Directive: Reproduce every line of the listing below, changing nothing.

Input rows:
>> Begin
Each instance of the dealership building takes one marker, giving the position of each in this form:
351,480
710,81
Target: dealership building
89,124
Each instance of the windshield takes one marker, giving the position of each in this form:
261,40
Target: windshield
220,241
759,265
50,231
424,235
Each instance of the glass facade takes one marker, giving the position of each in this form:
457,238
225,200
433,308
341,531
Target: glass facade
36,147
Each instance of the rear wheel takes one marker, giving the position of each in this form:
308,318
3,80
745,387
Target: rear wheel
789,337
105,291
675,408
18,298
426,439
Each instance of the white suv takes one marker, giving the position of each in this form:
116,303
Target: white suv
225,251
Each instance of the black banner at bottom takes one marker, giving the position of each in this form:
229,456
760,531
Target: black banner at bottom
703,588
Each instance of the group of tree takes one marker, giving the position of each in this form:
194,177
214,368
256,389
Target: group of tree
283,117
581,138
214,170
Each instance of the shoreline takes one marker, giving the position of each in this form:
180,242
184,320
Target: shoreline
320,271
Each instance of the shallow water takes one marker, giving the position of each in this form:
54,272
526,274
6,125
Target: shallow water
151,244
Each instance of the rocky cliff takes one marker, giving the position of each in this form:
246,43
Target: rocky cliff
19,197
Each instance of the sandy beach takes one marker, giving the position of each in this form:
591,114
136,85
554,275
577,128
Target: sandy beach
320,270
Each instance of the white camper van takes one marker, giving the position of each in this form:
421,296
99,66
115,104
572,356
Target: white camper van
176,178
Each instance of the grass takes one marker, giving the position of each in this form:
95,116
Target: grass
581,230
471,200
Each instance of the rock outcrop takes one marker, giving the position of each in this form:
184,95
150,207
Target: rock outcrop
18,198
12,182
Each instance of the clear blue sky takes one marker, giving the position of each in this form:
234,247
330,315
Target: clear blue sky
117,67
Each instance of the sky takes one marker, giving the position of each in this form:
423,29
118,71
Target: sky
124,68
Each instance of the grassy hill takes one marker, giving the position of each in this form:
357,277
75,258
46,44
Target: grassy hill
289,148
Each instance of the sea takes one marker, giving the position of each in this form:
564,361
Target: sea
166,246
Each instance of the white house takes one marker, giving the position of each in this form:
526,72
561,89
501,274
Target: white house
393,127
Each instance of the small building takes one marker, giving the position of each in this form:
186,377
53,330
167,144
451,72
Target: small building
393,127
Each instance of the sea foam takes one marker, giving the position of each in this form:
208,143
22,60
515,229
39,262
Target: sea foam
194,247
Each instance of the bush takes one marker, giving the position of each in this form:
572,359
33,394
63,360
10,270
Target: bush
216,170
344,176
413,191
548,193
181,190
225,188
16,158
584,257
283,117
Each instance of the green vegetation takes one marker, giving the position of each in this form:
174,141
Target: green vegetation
>> End
Answer to the problem:
Each instance of the dealership building takes one marker, giving the position of each in this form:
351,480
710,81
Target: dealership building
89,124
Each instance of the windshield takes one marker, giving the position of each in this form:
261,40
Target: windshield
220,241
759,265
50,231
424,235
Each instance of the glass facade takes one marker, giving the position of each in this form:
457,238
225,200
433,308
341,531
Target: glass facade
36,147
Each instance of the rear wheel takes one marker, giving the position of each in this form:
308,318
3,80
745,387
Target: rear wheel
789,337
105,291
675,408
18,298
426,439
Each instance of the white suv takes one marker, giving the position of each in this form:
116,303
Target: white suv
225,251
Each instance of the black banner at bottom takes one marker, giving the position of each in this form:
229,456
760,531
Target: black banner at bottom
703,588
Each instance of the group of tree takes one marker, giving the position of each in this form:
194,177
214,368
256,389
Target: group of tree
283,117
581,138
214,170
Each instance of the shoreline takes one marker, giving the position of each in this form:
180,242
184,320
Target: shoreline
320,271
Each instance of the shallow water takes one marker, giving the position of each in this form:
54,272
526,274
6,125
Target: shallow water
151,244
Each instance of the rocky cliff takes one marker, giving the position of each in this form:
246,43
Target: rocky cliff
19,197
Each instance of the sandy beach takes one marker, giving the position of each in this form:
591,114
136,85
554,275
577,128
Target: sandy beach
320,270
Each instance of the white camper van takes one marker, giving the position of each in this form:
421,296
99,66
115,104
572,356
Target: white camper van
176,178
Each instance of the grass takes one marker, giving the position of each in this form:
95,116
Target: grass
581,230
471,200
Each instance of the rock outcrop takes one marker, giving the position of each in this form:
184,95
150,207
Target: rock outcrop
18,198
12,182
Each instance of the clear blue sky takes one marker, giving the position of each in this form:
234,247
330,315
Target: clear blue sky
117,67
Each instance of the sky takes one marker, giving the position of each in this form:
423,29
118,71
Target: sky
124,68
Each instance of the grassy hill takes one marker, giving the position of each in this form:
357,277
75,258
46,44
Target: grassy hill
289,148
Each instance of the sea takes one marker, giving the position of each in this form:
564,361
Target: sea
166,246
Each instance of the white house takes one marker, giving the position of each in this form:
526,72
561,89
501,274
Target: white house
393,127
Each instance of the small building takes one marker, giving the position of each in this form:
186,377
53,330
167,144
451,72
Target: small building
393,127
Each instance of the sea foam takes one marker, giving the position of each in this form:
208,143
22,60
515,229
39,262
Target: sea foam
194,247
Each instance of the bush takes one marker, giving the position of each in this form:
572,359
33,394
63,360
10,270
Target: bush
216,170
344,176
413,191
548,193
181,190
225,188
16,158
584,257
283,117
Each instance of the green vegetation takes one marker, giving the position of each in this form:
174,141
Target: green vegetation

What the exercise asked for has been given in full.